As the numbers of people dying from opioid overdoses continues to rise, healthcare workers, local officials, and state legislators are discussing ways to tackle the problem.
One of the approaches to treating people with Opioid Use Disorder is by using Medicine-Assisted Therapy, or MAT.
Margaret Greenwood Ericksen, an emergency medicine professor and health services researcher at the University of New Mexico, told the Legislative Finance Committee last Thursday about how MAT is used at UNM.
She said it can be used as a model for much wider acceptance of Medicine Assisted Therapy.
“There’s an enormous amount of interest within clinicians to treat Opioid Use Disorder / Substance Use Disorder because we see it destroy people's lives," said Greenwood Ericksen.
"We need dedicated treatment centers, of course, but also we want to simultaneously be integrating addiction medicine treatment across the health system and across general medical care. That reduces stigma and increases access.”
Those efforts appear to be having a impact, locally and nationally. A CDC study released last week indicates that for the first time opioids took hold in the 90s, accidental deaths from opioid use is going down.

| Listed entries |
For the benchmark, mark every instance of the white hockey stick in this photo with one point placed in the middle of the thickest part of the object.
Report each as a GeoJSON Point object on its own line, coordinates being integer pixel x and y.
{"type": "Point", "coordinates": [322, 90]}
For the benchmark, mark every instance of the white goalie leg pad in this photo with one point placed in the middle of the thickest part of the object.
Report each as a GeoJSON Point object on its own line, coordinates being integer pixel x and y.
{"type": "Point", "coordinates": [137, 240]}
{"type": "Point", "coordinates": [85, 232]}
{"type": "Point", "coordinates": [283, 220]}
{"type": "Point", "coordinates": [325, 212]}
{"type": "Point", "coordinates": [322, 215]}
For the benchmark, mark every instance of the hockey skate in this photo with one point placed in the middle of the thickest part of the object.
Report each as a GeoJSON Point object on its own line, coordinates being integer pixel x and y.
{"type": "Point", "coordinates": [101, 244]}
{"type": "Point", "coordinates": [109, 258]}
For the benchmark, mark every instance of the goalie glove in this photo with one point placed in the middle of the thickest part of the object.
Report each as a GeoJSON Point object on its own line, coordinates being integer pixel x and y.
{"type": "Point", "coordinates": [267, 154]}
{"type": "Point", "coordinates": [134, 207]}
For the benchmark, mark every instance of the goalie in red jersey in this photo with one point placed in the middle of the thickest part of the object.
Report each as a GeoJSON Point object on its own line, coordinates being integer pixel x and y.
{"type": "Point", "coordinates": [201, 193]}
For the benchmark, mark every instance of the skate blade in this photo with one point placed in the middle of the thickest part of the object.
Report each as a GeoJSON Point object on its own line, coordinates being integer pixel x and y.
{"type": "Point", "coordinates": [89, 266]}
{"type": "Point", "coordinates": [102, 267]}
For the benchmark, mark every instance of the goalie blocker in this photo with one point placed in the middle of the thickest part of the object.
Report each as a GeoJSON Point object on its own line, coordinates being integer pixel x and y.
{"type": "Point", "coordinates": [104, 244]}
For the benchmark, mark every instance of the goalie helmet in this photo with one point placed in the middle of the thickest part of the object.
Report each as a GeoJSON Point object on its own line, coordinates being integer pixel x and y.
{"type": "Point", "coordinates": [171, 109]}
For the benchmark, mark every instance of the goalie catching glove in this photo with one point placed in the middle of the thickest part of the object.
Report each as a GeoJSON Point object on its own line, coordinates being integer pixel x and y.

| Exercise brief |
Write the next part of the article on treating opioid use disorder, starting after its last sentence. The listing has no connection to the article about opioid addiction treatment.

| Answer for the task |
In New Mexico, there’s been a six percent decrease, though the state has the sixth highest drug overdose rate in the nation. Fentanyl deaths in New Mexico spiked in 2019, then started stabilizing in 2022.
Among the reasons for improvement may be the slowly increasing use of medicine assisted therapy, new and in-development clinics, and the use of street medicine.
The latter refers to when physicians go in person to homeless encampments and other sites to provide MAT and other treatment.
Another remaining challenge, according to Wayne Lindstrom, deputy manager of Bernalillo County, is making sure that we aren’t letting youth slip through the cracks.
“The reality is that too often young people get in the back of the bus so to speak and the focus is so often on adult services," Lindstrom said.
"When it comes to behavioral crisis response, it's often been that same phenomonen and just as we build a crisis response system, one for adults we need to build as well one for youth."
Lindstrom is making some headway on that need in his own Bernalillo County, which just opened a new crisis triage center that has a youth intervention capability.